EXERCISE 1
Please reproduce the genome announcement below word for word, between "Ethical approval for" and "with code 37EBF149-F123-447F-8970-680BF549DE1D.", inclusive.
EXERCISE 2
For each statement, answer yes or no according to the genome announcement below, and quote the words in it that settle the point. (a) The samples were nasopharyngeal. (b) Ethical approval came from the National Health Ministry. (c) The samples were taken in late April 2020.
------ EXCERPTED PASSAGE
Here, we report the genomic sequences of five severe acute respiratory syndrome coronavirus 2 (SARS-CoV-2) strains obtained from nasopharyngeal samples from five tested COVID-19-infected patients from the Lambayeque region in Peru during early April 2020.
ABSTRACT
Here, we report the genomic sequences of five severe acute respiratory syndrome coronavirus 2 (SARS-CoV-2) strains obtained from nasopharyngeal samples from five tested coronavirus disease 2019 (COVID-19)-infected patients from the Lambayeque region in Peru during early April 2020.
ANNOUNCEMENT
Here, we present the genomes of five severe acute respiratory syndrome coronavirus 2 (SARS-CoV-2) (family Coronaviridae; genus Betacoronavirus; subgenus Sarbecovirus) variants sequenced from five patients from whom samples were taken in different districts in the Lambayeque region of Peru (La Victoria, Monsefú, Chiclayo, José Leonardo Ortiz, and Lambayeque), during early April 2020.
Ethical approval for sample recollection and analysis protocols was given by the ethics committee of the Regional Lambayeque Hospital (code 0212-028-20CEI). This study has been registered in Proyectos de Investigación en Salud, del Instituto de Salud del Perú (PRISA; dependent on the National Health Ministry, Peru), with code 37EBF149-F123-447F-8970-680BF549DE1D.
------------
------ DATASET RECORDS
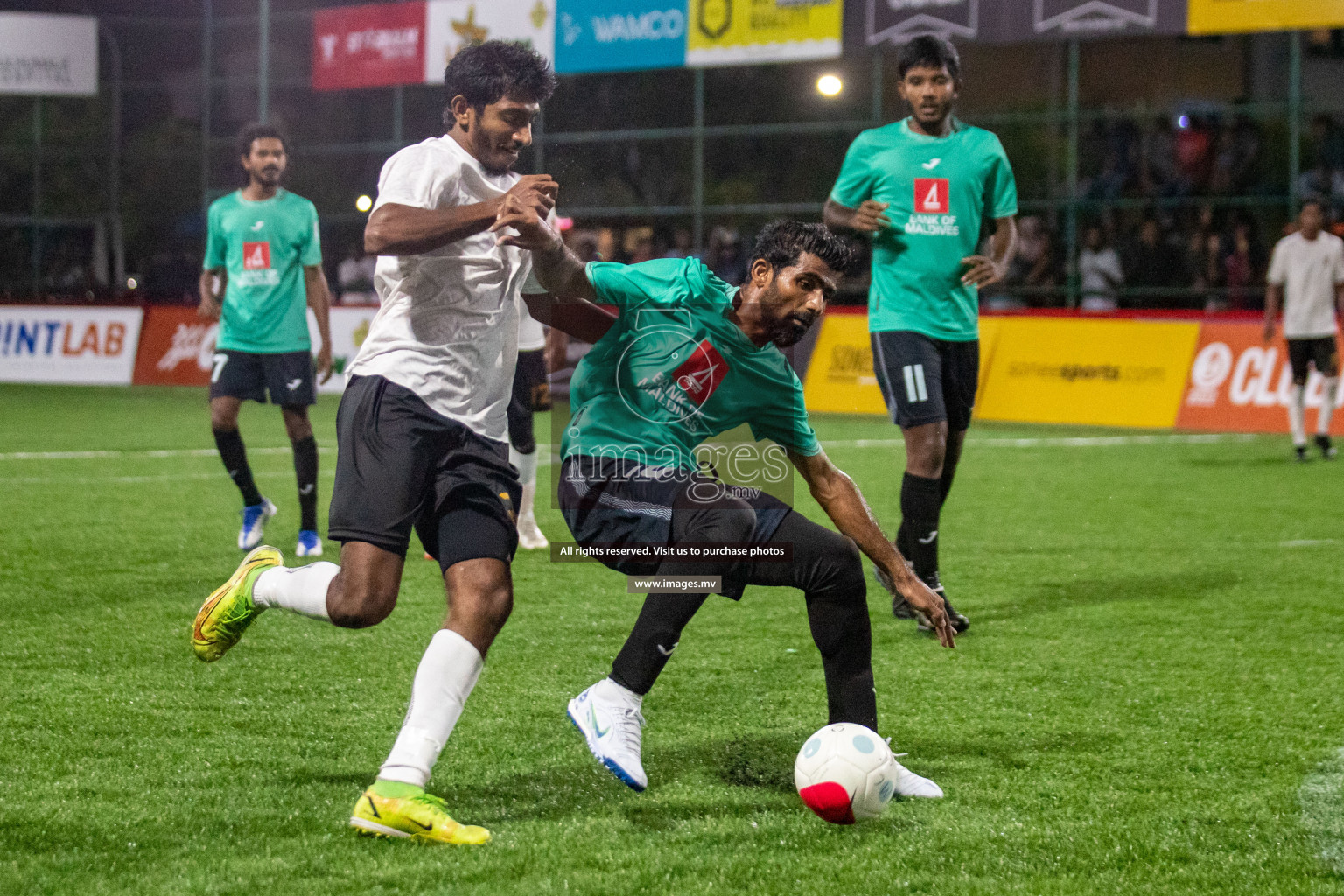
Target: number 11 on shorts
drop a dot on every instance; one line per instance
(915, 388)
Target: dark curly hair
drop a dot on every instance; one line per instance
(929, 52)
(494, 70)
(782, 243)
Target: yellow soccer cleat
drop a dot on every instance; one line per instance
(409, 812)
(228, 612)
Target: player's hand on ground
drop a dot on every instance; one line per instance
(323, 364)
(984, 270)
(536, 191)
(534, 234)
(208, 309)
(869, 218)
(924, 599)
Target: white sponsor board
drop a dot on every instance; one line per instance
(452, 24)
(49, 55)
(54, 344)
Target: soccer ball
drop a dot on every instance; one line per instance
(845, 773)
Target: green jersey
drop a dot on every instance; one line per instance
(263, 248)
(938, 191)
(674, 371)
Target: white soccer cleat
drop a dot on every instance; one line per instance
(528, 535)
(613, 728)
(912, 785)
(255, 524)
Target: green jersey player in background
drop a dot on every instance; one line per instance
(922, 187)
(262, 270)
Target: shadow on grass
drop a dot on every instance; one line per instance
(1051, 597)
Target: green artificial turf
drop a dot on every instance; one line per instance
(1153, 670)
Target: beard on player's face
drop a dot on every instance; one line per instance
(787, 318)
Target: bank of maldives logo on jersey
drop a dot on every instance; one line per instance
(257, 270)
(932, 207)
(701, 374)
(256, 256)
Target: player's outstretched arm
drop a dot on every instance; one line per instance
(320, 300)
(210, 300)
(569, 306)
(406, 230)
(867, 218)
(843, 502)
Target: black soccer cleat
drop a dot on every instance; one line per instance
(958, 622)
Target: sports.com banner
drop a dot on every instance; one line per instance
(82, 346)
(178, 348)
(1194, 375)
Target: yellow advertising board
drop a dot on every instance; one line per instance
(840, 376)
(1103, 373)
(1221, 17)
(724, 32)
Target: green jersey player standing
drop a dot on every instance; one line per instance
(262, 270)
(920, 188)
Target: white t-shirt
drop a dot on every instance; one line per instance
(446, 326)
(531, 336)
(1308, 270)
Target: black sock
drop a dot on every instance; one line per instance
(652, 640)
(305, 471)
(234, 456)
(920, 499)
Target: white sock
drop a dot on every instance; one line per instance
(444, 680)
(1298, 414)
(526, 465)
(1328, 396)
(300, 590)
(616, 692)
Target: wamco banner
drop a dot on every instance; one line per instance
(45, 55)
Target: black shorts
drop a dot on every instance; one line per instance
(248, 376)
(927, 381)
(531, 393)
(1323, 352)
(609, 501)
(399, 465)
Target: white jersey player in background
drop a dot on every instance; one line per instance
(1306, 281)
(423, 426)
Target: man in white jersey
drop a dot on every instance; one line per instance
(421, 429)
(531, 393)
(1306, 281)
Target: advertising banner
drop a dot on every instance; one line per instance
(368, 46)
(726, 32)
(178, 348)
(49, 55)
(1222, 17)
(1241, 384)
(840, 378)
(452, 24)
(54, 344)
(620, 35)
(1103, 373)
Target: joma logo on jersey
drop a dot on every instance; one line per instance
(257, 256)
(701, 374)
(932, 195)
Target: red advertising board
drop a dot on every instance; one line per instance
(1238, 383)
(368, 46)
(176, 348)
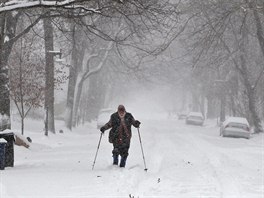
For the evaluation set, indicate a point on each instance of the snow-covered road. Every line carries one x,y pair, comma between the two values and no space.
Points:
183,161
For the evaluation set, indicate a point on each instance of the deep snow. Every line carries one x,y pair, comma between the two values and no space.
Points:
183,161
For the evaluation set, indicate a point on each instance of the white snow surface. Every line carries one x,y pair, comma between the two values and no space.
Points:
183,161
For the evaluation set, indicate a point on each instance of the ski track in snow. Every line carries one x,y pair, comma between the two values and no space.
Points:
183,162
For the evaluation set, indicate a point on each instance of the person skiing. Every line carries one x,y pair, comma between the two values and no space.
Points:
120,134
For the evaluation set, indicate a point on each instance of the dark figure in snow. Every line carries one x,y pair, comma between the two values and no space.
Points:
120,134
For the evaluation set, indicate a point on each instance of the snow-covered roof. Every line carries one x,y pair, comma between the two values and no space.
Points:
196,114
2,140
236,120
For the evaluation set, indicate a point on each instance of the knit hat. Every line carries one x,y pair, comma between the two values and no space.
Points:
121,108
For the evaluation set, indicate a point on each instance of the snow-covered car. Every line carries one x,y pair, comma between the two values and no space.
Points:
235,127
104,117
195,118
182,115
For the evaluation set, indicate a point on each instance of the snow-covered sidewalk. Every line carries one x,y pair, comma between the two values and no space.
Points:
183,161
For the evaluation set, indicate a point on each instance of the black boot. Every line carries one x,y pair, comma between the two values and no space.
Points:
------------
FINAL ANSWER 1
Ethical approval for sample recollection and analysis protocols was given by the ethics committee of the Regional Lambayeque Hospital (code 0212-028-20CEI). This study has been registered in Proyectos de Investigación en Salud, del Instituto de Salud del Perú (PRISA; dependent on the National Health Ministry, Peru), with code 37EBF149-F123-447F-8970-680BF549DE1D.

FINAL ANSWER 2
(a) Yes: "obtained from nasopharyngeal samples"
(b) No: "Ethical approval for sample recollection and analysis protocols was given by the ethics committee of the Regional Lambayeque Hospital (code 0212-028-20CEI)."
(c) No: "during early April 2020"